■ Dataset ■
━━━━━━━━━━━━━━━━━━━━

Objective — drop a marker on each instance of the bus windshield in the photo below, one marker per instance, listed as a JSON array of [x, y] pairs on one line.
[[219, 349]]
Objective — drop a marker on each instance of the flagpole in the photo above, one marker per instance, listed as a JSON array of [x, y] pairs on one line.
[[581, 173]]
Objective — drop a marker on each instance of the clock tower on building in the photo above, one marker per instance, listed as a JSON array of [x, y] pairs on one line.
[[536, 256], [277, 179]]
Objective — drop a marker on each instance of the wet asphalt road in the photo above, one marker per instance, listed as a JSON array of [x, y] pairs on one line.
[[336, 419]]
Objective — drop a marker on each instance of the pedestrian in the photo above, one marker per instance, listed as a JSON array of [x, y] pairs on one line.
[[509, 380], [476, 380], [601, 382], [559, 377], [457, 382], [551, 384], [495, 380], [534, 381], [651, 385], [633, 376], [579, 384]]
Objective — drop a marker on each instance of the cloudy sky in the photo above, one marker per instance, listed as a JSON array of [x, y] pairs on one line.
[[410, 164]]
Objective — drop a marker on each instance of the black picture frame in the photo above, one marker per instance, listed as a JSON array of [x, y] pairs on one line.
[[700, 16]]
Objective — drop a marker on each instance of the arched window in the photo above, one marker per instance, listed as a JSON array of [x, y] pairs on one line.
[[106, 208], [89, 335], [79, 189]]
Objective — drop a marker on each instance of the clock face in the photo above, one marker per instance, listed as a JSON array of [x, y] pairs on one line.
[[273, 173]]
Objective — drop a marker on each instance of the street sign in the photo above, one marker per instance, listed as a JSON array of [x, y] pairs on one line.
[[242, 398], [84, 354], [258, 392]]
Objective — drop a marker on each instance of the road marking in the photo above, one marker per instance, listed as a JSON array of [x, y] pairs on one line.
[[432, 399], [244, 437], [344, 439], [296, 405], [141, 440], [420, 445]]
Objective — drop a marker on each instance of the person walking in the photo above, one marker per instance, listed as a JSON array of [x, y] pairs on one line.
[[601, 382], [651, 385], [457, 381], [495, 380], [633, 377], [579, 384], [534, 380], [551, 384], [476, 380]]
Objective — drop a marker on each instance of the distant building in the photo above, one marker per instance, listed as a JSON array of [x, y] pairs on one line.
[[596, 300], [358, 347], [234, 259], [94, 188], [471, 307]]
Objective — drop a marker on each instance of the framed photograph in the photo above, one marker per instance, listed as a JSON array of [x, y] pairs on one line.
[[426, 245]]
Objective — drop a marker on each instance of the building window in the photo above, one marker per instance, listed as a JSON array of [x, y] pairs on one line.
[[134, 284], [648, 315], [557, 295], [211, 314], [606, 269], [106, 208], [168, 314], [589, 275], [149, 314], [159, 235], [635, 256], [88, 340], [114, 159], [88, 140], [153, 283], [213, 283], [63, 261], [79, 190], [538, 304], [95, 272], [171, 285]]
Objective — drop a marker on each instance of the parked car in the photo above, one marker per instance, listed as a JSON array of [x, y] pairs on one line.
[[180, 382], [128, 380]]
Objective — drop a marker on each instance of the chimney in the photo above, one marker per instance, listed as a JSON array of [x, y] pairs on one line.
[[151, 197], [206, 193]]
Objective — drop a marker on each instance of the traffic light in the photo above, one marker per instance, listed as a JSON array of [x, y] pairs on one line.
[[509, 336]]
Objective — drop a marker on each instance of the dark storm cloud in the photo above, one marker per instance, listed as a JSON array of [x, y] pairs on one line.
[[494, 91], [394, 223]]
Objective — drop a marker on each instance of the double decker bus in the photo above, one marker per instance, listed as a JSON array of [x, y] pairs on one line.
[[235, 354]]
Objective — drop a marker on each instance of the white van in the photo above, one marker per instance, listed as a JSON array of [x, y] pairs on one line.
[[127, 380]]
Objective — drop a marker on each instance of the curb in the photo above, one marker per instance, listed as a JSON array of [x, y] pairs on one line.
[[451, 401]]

━━━━━━━━━━━━━━━━━━━━

■ What is being asked ■
Up to the line containing "Objective — drop a marker on each instance of the traffic", skip everything; from that line through the last line above, return each line exactly.

■ Written answer ■
Objective — drop a marker on each instance of the traffic light in the photo above, one marker per instance, listed as a JSON array of [x, y] pairs on one line.
[[509, 336]]
Objective — drop a marker on each instance of the dark storm cloud in the photo above, one marker per instance, listed as a JSON array of [x, y] pairs on one line.
[[494, 91], [394, 223]]
Objective — drop a marker on each instance of the double decker bus in the photo above, one marker per instance, listed as a JSON array of [x, y] pairs on one line.
[[235, 354]]
Objective — drop a marker on each instance of the white van in the photo above, one marker per instance, listed as a JSON array of [x, y] pairs on one line.
[[127, 380]]
Objective — drop a marker on each instance of the curb in the photo above, one marker per instance, listed as a JSON array of [x, y] pairs on one line.
[[451, 401]]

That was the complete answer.